Por cuestiones de trabajo, me ha tocado viajar por los países hispanohablantes y, coincidiendo con Francisco Moreno Fernández, autor del libro La maravillosa historia del español, he podido disfrutar engolosinada -como profesora de lengua española antes que nada- las variantes riquísimas de los distintos países hermanos.

Hermanos en la lengua, en la cultura y en la fe. Porque las tres: lengua, cultura y fe, vinieron juntas con los conquistadores feroces y con los misioneros que se esforzaban por aprender las lenguas nativas. No hace falta recordar su labor traductora de los textos autóctonos, extraordinarios, como el Popol Vuh, (al que algunos llaman “la Biblia de los mayas”) que, desde la lengua náhualt , se transparentó a la española.

Nuestros pueblos tienen una identidad común y un deseo alcanzado: mantener la unidad de español a como sea. Por eso, por esa tendencia a defenderla apasionadamente, como diría Álex Grijelmo y así disfrutamos a García Márquez, a Roa Bastos, a Juan Ramón Jiménez, a Ciro Alegría, a Gabriela Mistral. a Alcides Arguedas, a Jorge Luis Borges, a Eduardo Galeano, a Jorge Icaza, a Rómulo Gallegos, a Rubén Darío, y a tantos escritores que no recuerdo ahora. Podemos comprender su lengua propia y nuestra, universal y particular, con minuciosas variedades regionales, incluso dentro de cada país, que enriquecen nuestro pensamiento y visten de fiesta nuestros discursos.

En 1991, España comprendió que el avance irrefrenable de su idioma debía acompañarse con la enseñanza de la lengua española a los extranjeros. Para ello, entre otros objetivos, creó el Instituto Cervantes, que forma profesores de español para extranjeros o español como segunda lengua, como debería decirse.

Los ingleses ya nos habían colonizado culturalmente con su gran desarrollo en los métodos de enseñanza y en sus conocimientos de lingüística aplicada y convirtieron así a su idioma, en la lengua vehicular, en aquella de la que no importa adónde vayamos, encontraremos, por lo menos, un hablante de inglés.

No obstante, la lengua española crece día a día, desde que John F. Kennedy hizo que su esposa Jackie hablara en español a sus futuros votantes hasta hoy, los presidentes estadounidenses han incorporado, en primer lugar, palabras españolas y luego discursos enteros, para quienes son hoy su primera minoría.

• • • • • • •

• **Tarea planteada 1**:
Reescribe en forma de lista breve el párrafo del texto que empieza con "En 1991, España comprendió". Conserva sus datos principales.
• **Tarea planteada 2**:
Responde a partir del texto:
(a) ¿A qué texto autóctono llaman algunos "la Biblia de los mayas"?
(b) ¿Qué institución creó España para la enseñanza del español a extranjeros?
(c) ¿Qué presidente estadounidense hizo que su esposa hablara en español a sus futuros votantes?
• **Tarea planteada 3**:
Transcribe sin cambios el fragmento del texto que comienza en las palabras "Los ingleses ya" y termina después de "su primera minoría.".

(Registros de contornos de regiones con nombre)
• • • • • • •

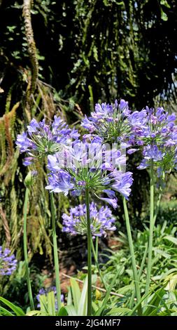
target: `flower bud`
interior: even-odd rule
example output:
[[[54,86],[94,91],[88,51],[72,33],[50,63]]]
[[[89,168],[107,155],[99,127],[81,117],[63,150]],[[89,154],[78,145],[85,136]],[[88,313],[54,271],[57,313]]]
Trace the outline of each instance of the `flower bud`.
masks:
[[[24,179],[24,183],[26,187],[29,187],[34,182],[34,177],[36,175],[36,171],[29,171]]]

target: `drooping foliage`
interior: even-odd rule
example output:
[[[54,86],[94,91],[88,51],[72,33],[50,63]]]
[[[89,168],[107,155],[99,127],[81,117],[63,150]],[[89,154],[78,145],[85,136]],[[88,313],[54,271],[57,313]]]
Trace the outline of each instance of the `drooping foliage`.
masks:
[[[26,174],[17,133],[31,117],[49,121],[59,111],[72,124],[97,101],[115,97],[133,110],[156,98],[174,107],[176,22],[175,0],[0,1],[0,228],[12,249],[21,238]],[[51,256],[39,173],[31,194],[29,247],[42,253],[45,240]]]

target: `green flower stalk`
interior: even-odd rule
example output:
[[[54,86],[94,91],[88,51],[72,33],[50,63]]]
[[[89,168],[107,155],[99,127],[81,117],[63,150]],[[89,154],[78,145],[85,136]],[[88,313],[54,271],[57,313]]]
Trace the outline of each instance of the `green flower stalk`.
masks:
[[[129,213],[128,213],[126,199],[125,197],[123,197],[123,206],[124,206],[126,228],[127,228],[127,238],[128,238],[129,251],[130,251],[131,258],[132,258],[132,265],[133,275],[134,275],[134,280],[135,292],[136,292],[137,303],[139,303],[139,307],[138,307],[138,312],[139,312],[139,315],[142,315],[142,308],[141,308],[141,291],[140,291],[140,287],[139,287],[139,279],[138,277],[138,272],[137,272],[137,268],[136,268],[136,259],[135,259],[134,244],[133,244],[133,240],[132,240],[132,232],[131,232]]]
[[[150,284],[150,274],[152,269],[152,255],[153,244],[153,230],[155,225],[154,218],[154,164],[153,160],[151,159],[150,169],[150,229],[149,229],[149,246],[148,246],[148,260],[147,268],[147,277],[145,294],[148,294]]]
[[[92,315],[92,233],[90,218],[90,195],[89,189],[85,189],[85,204],[87,208],[87,316]]]
[[[56,282],[56,291],[57,291],[57,309],[59,312],[61,308],[61,288],[60,288],[60,280],[59,280],[59,256],[58,256],[57,240],[57,233],[56,233],[55,204],[54,204],[54,198],[53,198],[52,192],[50,192],[50,209],[51,209],[52,226],[53,254],[54,254],[54,265],[55,265],[55,282]]]
[[[29,268],[28,262],[28,253],[27,253],[27,205],[29,202],[29,187],[32,184],[32,175],[31,172],[29,172],[24,180],[24,185],[26,186],[24,202],[24,220],[23,220],[23,249],[24,249],[24,265],[25,265],[25,275],[27,282],[28,294],[30,302],[31,310],[34,310],[34,304],[33,300],[31,285],[30,281],[30,273]]]

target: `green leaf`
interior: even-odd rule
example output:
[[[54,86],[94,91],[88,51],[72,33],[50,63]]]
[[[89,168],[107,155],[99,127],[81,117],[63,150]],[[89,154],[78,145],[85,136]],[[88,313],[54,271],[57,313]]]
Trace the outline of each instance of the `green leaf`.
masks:
[[[124,267],[124,266],[122,266],[122,267]],[[112,291],[112,289],[113,289],[113,286],[115,283],[116,279],[118,277],[118,275],[120,275],[120,272],[122,267],[121,267],[120,268],[119,271],[117,273],[115,273],[115,275],[113,277],[113,278],[112,279],[112,282],[111,282],[111,284],[110,284],[110,286],[108,289],[106,294],[104,297],[104,299],[103,301],[102,305],[101,305],[101,308],[99,308],[97,310],[97,312],[95,313],[95,316],[100,316],[101,315],[103,310],[104,310],[104,308],[106,307],[106,303],[107,303],[107,302],[109,299],[111,291]]]
[[[26,316],[34,316],[34,315],[41,315],[40,310],[30,310],[27,313],[26,313]]]
[[[15,306],[13,303],[8,301],[5,298],[0,297],[0,301],[8,306],[16,314],[16,316],[25,316],[24,311],[18,306]]]
[[[160,4],[162,6],[165,6],[165,7],[167,8],[171,8],[171,6],[167,0],[160,0]]]
[[[177,238],[173,237],[173,236],[164,236],[165,239],[167,239],[169,242],[172,242],[174,244],[177,245]]]
[[[129,312],[131,310],[129,308],[118,307],[118,308],[112,308],[112,310],[111,310],[108,313],[106,313],[106,315],[111,315],[111,316],[125,315],[127,314],[127,312]]]
[[[78,310],[78,305],[79,305],[79,301],[80,301],[80,294],[81,294],[80,288],[79,288],[78,282],[76,281],[75,279],[73,279],[73,278],[71,279],[70,282],[71,282],[71,292],[72,292],[72,296],[73,296],[73,305],[74,305],[76,310]]]
[[[78,315],[87,315],[87,277],[85,279],[83,287],[79,301]]]
[[[164,20],[164,21],[168,20],[167,15],[162,11],[162,8],[161,8],[160,11],[161,11],[161,18],[162,18],[162,20]]]
[[[62,306],[58,313],[58,316],[67,316],[68,312],[65,307]]]
[[[6,310],[6,308],[3,308],[3,307],[0,307],[0,316],[14,316],[11,312]]]
[[[78,315],[77,312],[75,310],[74,306],[73,305],[67,305],[65,307],[65,308],[67,311],[69,316],[77,316]]]
[[[55,302],[53,291],[48,292],[48,293],[47,294],[47,300],[48,314],[50,314],[50,315],[55,316]]]

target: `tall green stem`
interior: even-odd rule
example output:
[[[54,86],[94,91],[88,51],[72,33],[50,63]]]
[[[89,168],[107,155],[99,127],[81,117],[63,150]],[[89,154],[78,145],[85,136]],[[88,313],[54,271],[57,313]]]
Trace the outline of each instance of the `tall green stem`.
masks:
[[[95,238],[95,255],[96,255],[97,262],[98,263],[98,257],[99,257],[99,237],[98,236],[96,236],[96,238]]]
[[[90,218],[90,196],[89,189],[85,189],[85,204],[87,208],[87,316],[92,315],[92,234]]]
[[[145,294],[148,294],[149,291],[150,283],[150,274],[152,268],[152,254],[153,254],[153,230],[154,230],[154,169],[153,160],[150,164],[150,229],[149,229],[149,246],[148,246],[148,260],[147,269],[147,277]]]
[[[31,285],[30,282],[29,269],[28,263],[28,252],[27,252],[27,205],[29,201],[29,188],[26,188],[24,203],[24,222],[23,222],[23,249],[24,249],[24,265],[25,265],[25,275],[27,282],[28,294],[30,302],[31,310],[34,310],[34,305],[33,301],[33,295],[31,290]]]
[[[136,296],[137,303],[139,303],[139,305],[138,308],[138,312],[141,315],[142,314],[142,308],[141,308],[141,303],[140,303],[141,292],[140,292],[140,288],[139,288],[139,282],[138,272],[137,272],[137,268],[136,268],[136,265],[133,240],[132,240],[132,237],[129,218],[129,213],[128,213],[126,199],[125,197],[123,197],[123,206],[124,206],[124,212],[125,212],[125,218],[127,232],[127,237],[128,237],[129,246],[129,251],[130,251],[131,258],[132,258]]]
[[[60,289],[60,281],[59,281],[59,257],[58,257],[58,249],[57,249],[57,233],[56,233],[55,214],[54,199],[53,199],[52,192],[50,192],[50,209],[51,209],[52,225],[53,254],[54,254],[54,265],[55,265],[55,272],[57,301],[57,310],[59,312],[61,308],[61,289]]]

• • • • • • •

• **Respuesta 1**:
- En 1991, España entendió que el avance de su idioma debía ir acompañado de la enseñanza del español a extranjeros.
- Con ese fin, entre otros objetivos, creó el Instituto Cervantes.
- El Instituto forma profesores de español para extranjeros, o de español como segunda lengua.

• **Respuesta 2**:
(a) Al Popol Vuh.
(b) El Instituto Cervantes.
(c) John F. Kennedy.

• **Respuesta 3**:
Los ingleses ya nos habían colonizado culturalmente con su gran desarrollo en los métodos de enseñanza y en sus conocimientos de lingüística aplicada y convirtieron así a su idioma, en la lengua vehicular, en aquella de la que no importa adónde vayamos, encontraremos, por lo menos, un hablante de inglés.

No obstante, la lengua española crece día a día, desde que John F. Kennedy hizo que su esposa Jackie hablara en español a sus futuros votantes hasta hoy, los presidentes estadounidenses han incorporado, en primer lugar, palabras españolas y luego discursos enteros, para quienes son hoy su primera minoría.